Copy out all the records below, requests included, and add 130 to every bounding box coordinate in the answers. Leave out the pictures.

########################################

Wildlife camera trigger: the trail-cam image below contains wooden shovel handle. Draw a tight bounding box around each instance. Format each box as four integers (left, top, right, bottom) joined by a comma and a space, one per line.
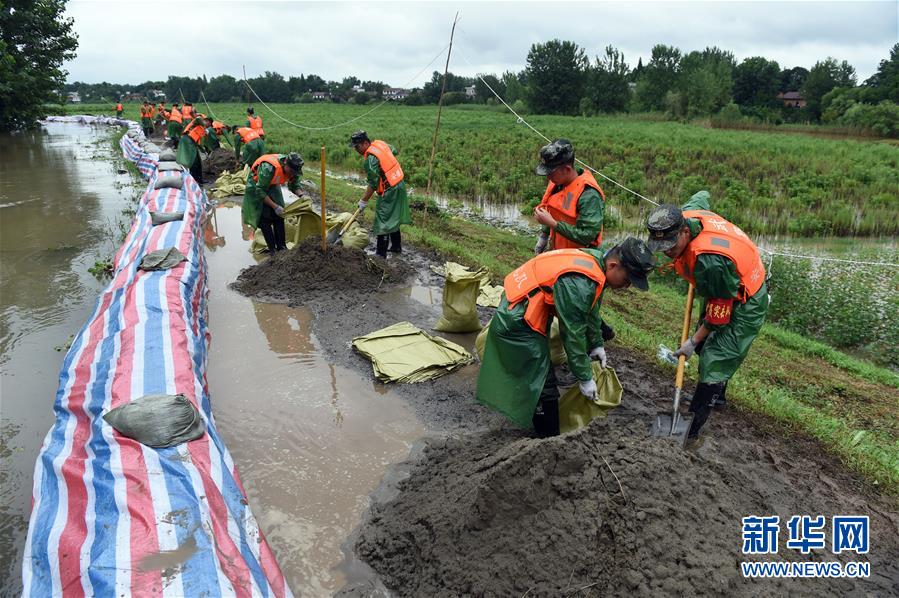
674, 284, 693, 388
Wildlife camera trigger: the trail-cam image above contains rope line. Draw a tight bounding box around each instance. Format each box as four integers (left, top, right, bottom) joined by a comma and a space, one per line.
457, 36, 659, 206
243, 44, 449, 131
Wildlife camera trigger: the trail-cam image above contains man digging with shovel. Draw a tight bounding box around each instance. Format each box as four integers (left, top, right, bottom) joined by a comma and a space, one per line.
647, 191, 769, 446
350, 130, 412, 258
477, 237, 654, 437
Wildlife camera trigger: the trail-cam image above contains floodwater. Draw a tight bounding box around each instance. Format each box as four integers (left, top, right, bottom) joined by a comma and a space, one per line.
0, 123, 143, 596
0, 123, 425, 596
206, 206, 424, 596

########################################

> Answer for the task
Wildlife camera trigger: the trail-cam image below contains wooden shovel handle. Draw a tight bounding box around each instance. Format each box as four integers (left, top, right, bottom) joined by a comma and a space, one per line.
804, 414, 823, 518
Wildlife camera trigger: the trail-cam image above contains rope line. Draw a tight bounding box around each instance. Format each box as four integers (left, top, right, bottom) joined by a comma and a space, one per line.
587, 166, 789, 336
373, 174, 579, 261
Wildlife camera trigger: the trail-cam image above contains man digging with shovel. Draw a tight bounding box around each instance. Format each box as four integers (left, top, right, bottom) joined by a comma and a space, one per line.
777, 321, 899, 576
480, 260, 542, 388
607, 367, 784, 567
Wildlife camera trigger: the trail-cam image above contains floodwater. Draw a tight bounding box around each instance. Format each box as four integers (left, top, right, bottom) joined by a comma and a space, one per line.
130, 253, 273, 726
130, 253, 555, 726
336, 336, 554, 726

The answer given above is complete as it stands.